YOUR INSTRUCTIONS>
Render the listing below as a two-column CSV with the headers "input" and "output", giving every entry its own row with its text under "input" and its answer under "output". Quote each field and replace line breaks with spaces.

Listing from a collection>
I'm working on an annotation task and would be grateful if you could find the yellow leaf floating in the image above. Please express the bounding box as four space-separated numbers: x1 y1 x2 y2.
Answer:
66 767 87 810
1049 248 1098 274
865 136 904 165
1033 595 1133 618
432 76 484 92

EXERCISE OUTPUT>
input,output
"I'm working on an annotation task and would be grateful if you could find the yellow leaf floating in the image above. Please express the bounding box as four space-separated numbers: x1 y1 x2 y2. Answer:","66 767 87 810 1049 248 1098 274 865 136 904 165 1033 595 1133 618 432 76 484 92"